Entries shown >>
▬▬▬

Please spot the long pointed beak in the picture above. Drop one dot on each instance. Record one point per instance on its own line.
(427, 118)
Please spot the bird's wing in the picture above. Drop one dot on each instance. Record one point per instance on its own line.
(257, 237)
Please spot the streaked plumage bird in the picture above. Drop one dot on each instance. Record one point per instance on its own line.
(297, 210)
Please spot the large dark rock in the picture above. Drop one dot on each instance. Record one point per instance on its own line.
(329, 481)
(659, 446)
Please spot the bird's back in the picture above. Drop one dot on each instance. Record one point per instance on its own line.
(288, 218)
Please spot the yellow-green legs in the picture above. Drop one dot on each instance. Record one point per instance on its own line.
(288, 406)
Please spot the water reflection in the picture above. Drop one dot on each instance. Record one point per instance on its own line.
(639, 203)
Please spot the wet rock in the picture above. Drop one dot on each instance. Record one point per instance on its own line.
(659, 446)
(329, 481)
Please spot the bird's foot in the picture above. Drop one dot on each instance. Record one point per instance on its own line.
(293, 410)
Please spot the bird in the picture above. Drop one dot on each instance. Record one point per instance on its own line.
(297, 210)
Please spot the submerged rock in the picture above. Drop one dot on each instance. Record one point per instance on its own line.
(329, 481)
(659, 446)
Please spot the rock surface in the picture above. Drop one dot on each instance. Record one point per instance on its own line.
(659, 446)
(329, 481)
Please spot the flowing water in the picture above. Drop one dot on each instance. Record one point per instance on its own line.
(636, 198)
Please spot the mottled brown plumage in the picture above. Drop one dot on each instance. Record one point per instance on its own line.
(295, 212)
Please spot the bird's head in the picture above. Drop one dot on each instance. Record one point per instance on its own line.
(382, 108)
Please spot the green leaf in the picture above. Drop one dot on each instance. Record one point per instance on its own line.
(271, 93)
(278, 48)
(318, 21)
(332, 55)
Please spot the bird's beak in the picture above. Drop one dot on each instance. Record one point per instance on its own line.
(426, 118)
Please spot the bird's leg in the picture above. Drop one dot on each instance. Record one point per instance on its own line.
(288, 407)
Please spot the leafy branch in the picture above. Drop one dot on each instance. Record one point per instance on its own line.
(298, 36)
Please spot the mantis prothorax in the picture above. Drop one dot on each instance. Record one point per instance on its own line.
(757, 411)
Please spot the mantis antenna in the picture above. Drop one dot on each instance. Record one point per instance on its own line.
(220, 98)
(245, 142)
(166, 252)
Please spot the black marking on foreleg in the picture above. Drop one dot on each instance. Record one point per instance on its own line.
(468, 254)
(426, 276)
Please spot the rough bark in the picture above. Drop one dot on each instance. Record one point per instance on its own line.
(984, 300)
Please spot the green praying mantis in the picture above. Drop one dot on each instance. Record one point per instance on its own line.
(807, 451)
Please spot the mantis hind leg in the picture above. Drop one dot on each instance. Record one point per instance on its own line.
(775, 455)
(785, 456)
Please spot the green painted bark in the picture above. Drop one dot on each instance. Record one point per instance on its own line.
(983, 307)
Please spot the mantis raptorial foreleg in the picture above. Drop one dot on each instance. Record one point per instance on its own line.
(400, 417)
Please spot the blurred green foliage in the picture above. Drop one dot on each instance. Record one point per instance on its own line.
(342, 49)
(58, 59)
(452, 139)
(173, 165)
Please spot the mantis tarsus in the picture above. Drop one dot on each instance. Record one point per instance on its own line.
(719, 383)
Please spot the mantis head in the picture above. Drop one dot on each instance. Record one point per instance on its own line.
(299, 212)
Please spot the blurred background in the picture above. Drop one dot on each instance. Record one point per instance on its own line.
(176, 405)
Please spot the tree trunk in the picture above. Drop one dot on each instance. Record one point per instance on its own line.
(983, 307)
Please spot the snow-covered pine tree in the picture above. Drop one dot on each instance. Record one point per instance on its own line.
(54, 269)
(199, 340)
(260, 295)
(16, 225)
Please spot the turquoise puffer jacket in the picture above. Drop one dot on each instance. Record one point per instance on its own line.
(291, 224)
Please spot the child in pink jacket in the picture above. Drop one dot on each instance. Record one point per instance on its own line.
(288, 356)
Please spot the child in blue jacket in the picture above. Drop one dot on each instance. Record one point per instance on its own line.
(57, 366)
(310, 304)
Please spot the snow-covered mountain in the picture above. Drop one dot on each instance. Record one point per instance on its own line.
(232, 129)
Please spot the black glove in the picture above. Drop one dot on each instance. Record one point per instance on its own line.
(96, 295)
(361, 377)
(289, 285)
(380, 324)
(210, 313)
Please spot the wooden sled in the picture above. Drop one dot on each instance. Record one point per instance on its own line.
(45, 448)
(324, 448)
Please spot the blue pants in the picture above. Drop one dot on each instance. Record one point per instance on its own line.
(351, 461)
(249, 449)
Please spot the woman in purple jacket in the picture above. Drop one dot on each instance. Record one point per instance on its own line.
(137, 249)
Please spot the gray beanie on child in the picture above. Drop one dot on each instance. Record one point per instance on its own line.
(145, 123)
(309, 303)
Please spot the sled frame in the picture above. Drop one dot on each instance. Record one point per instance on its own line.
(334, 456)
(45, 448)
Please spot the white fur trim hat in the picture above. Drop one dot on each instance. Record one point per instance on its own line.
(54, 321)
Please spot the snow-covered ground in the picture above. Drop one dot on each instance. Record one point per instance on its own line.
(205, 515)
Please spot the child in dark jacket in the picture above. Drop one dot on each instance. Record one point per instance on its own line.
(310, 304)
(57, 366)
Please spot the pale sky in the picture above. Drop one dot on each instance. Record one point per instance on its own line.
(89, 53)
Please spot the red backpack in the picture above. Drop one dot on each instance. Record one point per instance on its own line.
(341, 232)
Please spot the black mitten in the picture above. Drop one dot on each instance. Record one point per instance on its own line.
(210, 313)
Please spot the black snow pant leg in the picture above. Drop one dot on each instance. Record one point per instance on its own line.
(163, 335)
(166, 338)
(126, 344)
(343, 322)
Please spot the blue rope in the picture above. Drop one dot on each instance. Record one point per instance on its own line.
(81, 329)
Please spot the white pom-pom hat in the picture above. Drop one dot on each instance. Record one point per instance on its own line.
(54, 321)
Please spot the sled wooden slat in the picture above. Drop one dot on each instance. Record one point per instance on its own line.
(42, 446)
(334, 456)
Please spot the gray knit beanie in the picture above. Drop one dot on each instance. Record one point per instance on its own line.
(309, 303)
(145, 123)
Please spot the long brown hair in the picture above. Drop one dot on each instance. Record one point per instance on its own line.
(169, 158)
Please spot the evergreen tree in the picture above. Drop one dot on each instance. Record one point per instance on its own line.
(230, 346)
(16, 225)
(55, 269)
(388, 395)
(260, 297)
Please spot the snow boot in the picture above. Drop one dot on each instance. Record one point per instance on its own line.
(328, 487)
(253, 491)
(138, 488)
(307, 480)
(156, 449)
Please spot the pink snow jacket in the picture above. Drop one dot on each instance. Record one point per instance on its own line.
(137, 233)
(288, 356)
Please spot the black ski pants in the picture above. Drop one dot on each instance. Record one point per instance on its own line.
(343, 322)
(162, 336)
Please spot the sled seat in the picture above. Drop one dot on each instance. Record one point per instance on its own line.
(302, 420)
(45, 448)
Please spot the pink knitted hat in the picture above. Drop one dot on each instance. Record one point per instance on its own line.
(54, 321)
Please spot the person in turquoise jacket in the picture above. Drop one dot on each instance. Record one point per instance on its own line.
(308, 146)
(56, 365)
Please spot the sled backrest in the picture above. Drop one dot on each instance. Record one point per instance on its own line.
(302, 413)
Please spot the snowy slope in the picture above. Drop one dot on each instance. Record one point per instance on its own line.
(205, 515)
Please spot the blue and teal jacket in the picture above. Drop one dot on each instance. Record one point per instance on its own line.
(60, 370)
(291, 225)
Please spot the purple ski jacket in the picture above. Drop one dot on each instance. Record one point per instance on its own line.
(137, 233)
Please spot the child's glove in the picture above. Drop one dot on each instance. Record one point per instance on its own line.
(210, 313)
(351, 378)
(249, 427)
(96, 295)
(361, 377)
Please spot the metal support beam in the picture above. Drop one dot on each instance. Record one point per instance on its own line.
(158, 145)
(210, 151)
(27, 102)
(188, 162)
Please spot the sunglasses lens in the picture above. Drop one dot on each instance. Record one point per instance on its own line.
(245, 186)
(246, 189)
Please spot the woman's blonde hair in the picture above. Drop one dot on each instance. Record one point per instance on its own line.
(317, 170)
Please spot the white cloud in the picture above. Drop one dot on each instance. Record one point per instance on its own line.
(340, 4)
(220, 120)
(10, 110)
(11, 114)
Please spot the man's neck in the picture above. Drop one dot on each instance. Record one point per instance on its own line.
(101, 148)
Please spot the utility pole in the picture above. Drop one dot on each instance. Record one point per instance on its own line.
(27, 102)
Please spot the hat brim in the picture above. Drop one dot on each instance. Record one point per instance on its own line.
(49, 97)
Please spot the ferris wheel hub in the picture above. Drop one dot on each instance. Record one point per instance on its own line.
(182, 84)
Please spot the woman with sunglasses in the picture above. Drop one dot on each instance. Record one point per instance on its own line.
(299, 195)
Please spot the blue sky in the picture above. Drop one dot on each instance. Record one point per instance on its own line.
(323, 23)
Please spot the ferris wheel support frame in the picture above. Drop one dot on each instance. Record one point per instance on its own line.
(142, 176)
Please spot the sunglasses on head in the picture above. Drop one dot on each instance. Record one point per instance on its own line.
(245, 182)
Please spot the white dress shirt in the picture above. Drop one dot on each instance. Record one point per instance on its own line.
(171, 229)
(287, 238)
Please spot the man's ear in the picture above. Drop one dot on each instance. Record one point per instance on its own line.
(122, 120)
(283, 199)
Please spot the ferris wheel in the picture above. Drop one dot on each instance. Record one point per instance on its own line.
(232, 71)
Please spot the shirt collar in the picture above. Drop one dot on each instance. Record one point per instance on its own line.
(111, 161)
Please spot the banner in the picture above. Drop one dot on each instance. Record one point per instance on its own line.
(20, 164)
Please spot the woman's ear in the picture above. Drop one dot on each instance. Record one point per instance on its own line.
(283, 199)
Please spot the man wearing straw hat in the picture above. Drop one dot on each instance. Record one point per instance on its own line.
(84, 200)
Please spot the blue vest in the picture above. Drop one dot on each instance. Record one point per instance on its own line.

▬▬▬

Stated task >> Your task is to reproduce, exactly and exclusively, the lines from the one holding "Please spot the man's neck" through the final line of the listing.

Exercise result >>
Please spot the man's neck in the picture above. Drop one dot on each instance. Record one point per instance on its own line.
(101, 148)
Please spot the utility pole in the picture above. Drop one dot on each instance. Record one point per instance on its own line.
(27, 102)
Please spot the hat brim in the picture above. Drop one dot on each instance. Record one point per instance on its own line.
(49, 97)
Please spot the ferris wheel hub in the picture above. Drop one dot on each instance. Record one point per instance on its own line.
(182, 84)
Please spot the woman with sunglasses in the picture above. Drop one dot on each instance. Record one point per instance on its own line.
(299, 195)
Please spot the blue sky in the picture above. Drop one dot on each instance. Record one point per instance on its own line.
(323, 23)
Please spot the ferris wheel support frame in the picture above. Drop one dot on each instance. Record one point per instance on its own line.
(142, 176)
Please spot the sunglasses on head in the picture above. Drop one dot on each instance. Record one point per instance on its own line.
(245, 182)
Please spot the white dress shirt in the picture above. Drop one dot on each instance. Record one point per instance on its own line.
(171, 229)
(287, 238)
Please spot the man's ear in the picture above. Drop one dot on each instance. Record one point per instance on its own line.
(122, 120)
(283, 199)
Please spot the ferris wheel in the picture above. Drop one dot on each instance. Record one point per instance on its own line.
(232, 71)
Please spot the shirt collar in the picture above. Drop one dot on each instance. Record one point per instance on its own line.
(111, 161)
Please spot the banner in the picture above. Drop one dot on each instance. Record one point per instance on its own line.
(20, 164)
Please spot the woman's ear in the picture above. Drop one dot on each instance. Record one point per instance on its own line.
(283, 199)
Please spot the man wearing straw hat in the picture above. Drop one dot on each instance. Record one point per instance on its own line.
(84, 200)
Please spot the blue vest in the picture above. Drop one dot on each instance. Record one point per instance on its own line.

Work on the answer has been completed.